Count the lines in the material below that contain the word "dress". Reply with the number only.

>>>

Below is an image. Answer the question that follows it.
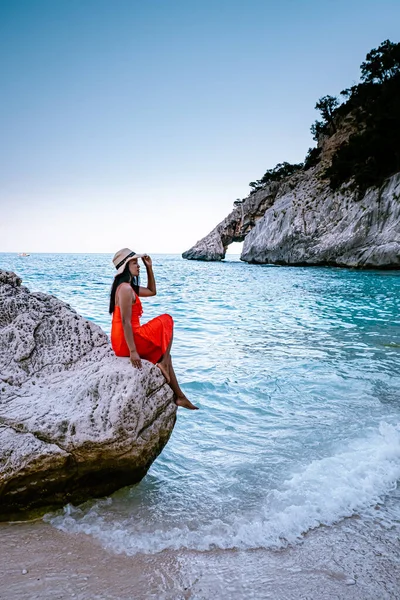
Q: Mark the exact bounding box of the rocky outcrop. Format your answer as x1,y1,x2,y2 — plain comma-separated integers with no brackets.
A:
182,129,400,268
241,174,400,269
0,271,176,518
182,184,279,261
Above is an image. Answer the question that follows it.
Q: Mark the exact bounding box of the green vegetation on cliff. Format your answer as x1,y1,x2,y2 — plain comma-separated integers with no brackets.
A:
249,40,400,199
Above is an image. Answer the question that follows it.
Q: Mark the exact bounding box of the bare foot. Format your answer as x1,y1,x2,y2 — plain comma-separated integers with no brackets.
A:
174,396,199,410
156,363,171,383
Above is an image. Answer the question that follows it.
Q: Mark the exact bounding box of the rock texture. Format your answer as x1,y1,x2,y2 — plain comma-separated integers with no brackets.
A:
182,131,400,269
0,271,176,518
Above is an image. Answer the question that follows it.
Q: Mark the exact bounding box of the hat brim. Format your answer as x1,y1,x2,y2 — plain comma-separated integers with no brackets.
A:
115,254,146,276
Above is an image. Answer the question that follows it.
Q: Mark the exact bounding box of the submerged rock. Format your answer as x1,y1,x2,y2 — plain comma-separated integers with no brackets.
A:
0,271,176,518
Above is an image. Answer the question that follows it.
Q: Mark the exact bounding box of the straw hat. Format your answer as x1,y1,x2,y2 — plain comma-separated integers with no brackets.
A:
113,248,146,275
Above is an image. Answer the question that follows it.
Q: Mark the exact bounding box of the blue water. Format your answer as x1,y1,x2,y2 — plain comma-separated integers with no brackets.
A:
0,254,400,554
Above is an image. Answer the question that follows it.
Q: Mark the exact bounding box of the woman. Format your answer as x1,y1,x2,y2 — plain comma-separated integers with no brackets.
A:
110,248,198,410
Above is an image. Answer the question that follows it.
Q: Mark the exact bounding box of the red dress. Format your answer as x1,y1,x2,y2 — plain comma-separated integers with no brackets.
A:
111,294,174,364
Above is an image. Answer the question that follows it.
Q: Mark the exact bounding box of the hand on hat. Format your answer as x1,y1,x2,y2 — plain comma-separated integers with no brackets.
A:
142,254,153,267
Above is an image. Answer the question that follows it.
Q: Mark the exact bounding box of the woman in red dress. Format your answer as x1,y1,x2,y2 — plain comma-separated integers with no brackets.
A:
110,248,197,410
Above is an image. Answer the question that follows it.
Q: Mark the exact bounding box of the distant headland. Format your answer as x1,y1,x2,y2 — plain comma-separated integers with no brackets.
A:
182,40,400,269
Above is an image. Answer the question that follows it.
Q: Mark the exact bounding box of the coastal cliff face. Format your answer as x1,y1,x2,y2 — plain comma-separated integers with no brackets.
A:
182,132,400,268
0,271,176,518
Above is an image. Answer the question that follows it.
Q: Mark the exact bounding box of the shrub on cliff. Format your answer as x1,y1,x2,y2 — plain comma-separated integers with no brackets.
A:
326,40,400,192
249,162,303,194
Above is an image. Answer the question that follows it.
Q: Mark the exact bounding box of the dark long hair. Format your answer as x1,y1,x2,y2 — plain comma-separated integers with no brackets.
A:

<<<

[The output] 2